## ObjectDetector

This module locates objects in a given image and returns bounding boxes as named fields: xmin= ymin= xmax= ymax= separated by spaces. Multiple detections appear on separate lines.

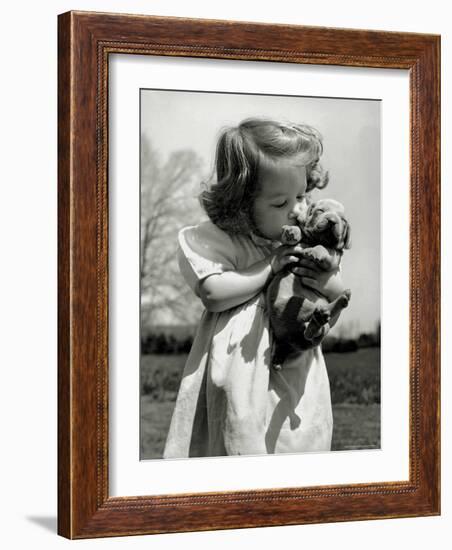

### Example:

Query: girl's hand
xmin=270 ymin=244 xmax=303 ymax=274
xmin=291 ymin=259 xmax=345 ymax=302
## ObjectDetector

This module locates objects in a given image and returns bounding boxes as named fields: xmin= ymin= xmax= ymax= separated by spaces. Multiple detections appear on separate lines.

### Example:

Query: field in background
xmin=140 ymin=347 xmax=380 ymax=459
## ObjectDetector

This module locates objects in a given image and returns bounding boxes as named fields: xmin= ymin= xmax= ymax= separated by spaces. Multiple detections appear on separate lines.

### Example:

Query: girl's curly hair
xmin=200 ymin=118 xmax=328 ymax=234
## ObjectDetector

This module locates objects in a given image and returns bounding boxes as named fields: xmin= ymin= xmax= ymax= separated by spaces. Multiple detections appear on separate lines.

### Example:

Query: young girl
xmin=164 ymin=119 xmax=344 ymax=458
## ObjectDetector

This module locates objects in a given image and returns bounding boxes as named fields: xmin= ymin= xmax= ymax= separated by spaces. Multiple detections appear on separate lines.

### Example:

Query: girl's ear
xmin=344 ymin=220 xmax=352 ymax=249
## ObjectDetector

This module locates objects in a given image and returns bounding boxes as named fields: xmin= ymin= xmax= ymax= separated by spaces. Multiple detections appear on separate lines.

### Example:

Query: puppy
xmin=266 ymin=199 xmax=351 ymax=368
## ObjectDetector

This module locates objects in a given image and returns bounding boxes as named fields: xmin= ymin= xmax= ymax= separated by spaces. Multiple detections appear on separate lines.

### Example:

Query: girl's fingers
xmin=301 ymin=277 xmax=318 ymax=288
xmin=300 ymin=258 xmax=320 ymax=272
xmin=284 ymin=256 xmax=298 ymax=264
xmin=292 ymin=267 xmax=317 ymax=277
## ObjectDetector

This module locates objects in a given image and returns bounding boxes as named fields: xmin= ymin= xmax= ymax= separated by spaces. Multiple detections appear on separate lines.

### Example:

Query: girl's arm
xmin=199 ymin=245 xmax=300 ymax=312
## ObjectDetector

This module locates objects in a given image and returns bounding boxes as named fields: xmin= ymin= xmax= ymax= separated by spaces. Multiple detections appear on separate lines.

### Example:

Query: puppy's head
xmin=303 ymin=199 xmax=351 ymax=250
xmin=281 ymin=225 xmax=301 ymax=245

※ ※ ※

Task details:
State how many lines above contain the string "Query", treating uppercase and lowercase as different. Reply with the number only.

Solved exercise:
9